_Given request_
In the listing below, copy out only the stretch from the line containing "Each instance of the sea gets" through the end of the listing, request lines included. Shift every pixel coordinate in the answers by adding 116 to each of its two numbers.

_Data section_

______________________________

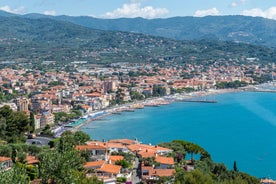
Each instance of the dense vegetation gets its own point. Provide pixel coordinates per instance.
(253, 30)
(58, 165)
(205, 170)
(50, 40)
(13, 125)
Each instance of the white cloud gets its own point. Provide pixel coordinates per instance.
(50, 12)
(19, 10)
(202, 13)
(270, 13)
(234, 4)
(134, 9)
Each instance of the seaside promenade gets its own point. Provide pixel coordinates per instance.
(198, 96)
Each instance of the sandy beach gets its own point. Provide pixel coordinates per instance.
(155, 101)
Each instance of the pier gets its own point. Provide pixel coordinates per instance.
(200, 101)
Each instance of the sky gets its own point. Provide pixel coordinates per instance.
(148, 9)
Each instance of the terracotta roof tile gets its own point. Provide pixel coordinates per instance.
(90, 147)
(94, 164)
(115, 158)
(109, 168)
(32, 160)
(164, 160)
(3, 159)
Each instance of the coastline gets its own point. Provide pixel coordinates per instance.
(154, 102)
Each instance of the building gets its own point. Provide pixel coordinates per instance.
(47, 119)
(5, 163)
(22, 104)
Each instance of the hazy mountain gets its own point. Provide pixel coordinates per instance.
(25, 39)
(254, 30)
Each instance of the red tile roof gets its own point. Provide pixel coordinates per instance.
(109, 168)
(32, 160)
(90, 147)
(164, 160)
(94, 164)
(114, 158)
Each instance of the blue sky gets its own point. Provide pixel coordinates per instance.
(142, 8)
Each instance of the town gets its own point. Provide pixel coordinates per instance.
(91, 87)
(54, 97)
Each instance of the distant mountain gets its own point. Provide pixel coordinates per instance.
(253, 30)
(39, 39)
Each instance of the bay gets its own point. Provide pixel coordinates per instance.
(241, 127)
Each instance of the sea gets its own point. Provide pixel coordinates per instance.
(240, 127)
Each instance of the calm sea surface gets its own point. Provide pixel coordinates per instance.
(241, 127)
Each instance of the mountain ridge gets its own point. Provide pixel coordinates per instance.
(40, 39)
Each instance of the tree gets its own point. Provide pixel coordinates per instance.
(59, 167)
(235, 168)
(16, 174)
(81, 137)
(32, 122)
(14, 125)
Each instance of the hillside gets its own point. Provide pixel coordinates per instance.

______________________________

_Written answer_
Each instance of the sea gets its own point. Provide pixel coordinates per instance.
(356, 243)
Each instance of the calm sea surface gets its own point. Provide pixel coordinates per instance.
(357, 243)
Each instance of the mountain ridge gets its own point. Provide pixel coordinates per instance.
(156, 155)
Each instance of the tree gets its own point. Provide pixel coordinates per instance.
(175, 283)
(351, 284)
(132, 290)
(197, 253)
(148, 238)
(130, 241)
Each instance of the hillside gets its own point. Provide pixel coordinates per instance.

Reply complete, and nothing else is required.